> _THE TASK_
Rewrite the rows from the line containing "Expected behaviour: the pointer locates the semi" through the end of the rows, replacing "pointer" with "locator" and leaving everything else unchanged.

[start DATA EXTRACT]

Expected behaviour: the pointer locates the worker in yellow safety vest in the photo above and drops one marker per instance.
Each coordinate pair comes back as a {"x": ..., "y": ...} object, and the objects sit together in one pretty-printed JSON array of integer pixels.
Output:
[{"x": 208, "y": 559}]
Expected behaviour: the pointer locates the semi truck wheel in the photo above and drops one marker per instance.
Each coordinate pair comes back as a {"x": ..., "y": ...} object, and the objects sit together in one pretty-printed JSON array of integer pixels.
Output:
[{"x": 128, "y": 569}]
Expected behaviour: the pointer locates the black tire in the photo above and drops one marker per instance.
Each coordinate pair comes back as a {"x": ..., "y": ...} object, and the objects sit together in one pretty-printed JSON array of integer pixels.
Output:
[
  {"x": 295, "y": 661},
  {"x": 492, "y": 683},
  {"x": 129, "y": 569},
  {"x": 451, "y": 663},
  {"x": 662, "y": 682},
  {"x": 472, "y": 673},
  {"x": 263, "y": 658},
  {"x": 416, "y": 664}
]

[end DATA EXTRACT]

> _THE COMPLETED TASK_
Expected behaviour: the locator locates the semi truck wheel in the photo above and drops one marker per instance.
Each coordinate pair comes back as a {"x": ..., "y": ...} object, and the objects sit together in one pretty-printed JSON array of integer pixels.
Output:
[{"x": 128, "y": 569}]
Expected behaviour: the locator locates the black tire in the photo above and drops one marker per instance.
Each coordinate pair comes back as a {"x": ..., "y": ...} object, and the objects sit together in one pretty-printed JSON array of integer pixels.
Output:
[
  {"x": 295, "y": 661},
  {"x": 492, "y": 683},
  {"x": 129, "y": 569},
  {"x": 451, "y": 663},
  {"x": 662, "y": 682},
  {"x": 472, "y": 673},
  {"x": 263, "y": 658},
  {"x": 416, "y": 664}
]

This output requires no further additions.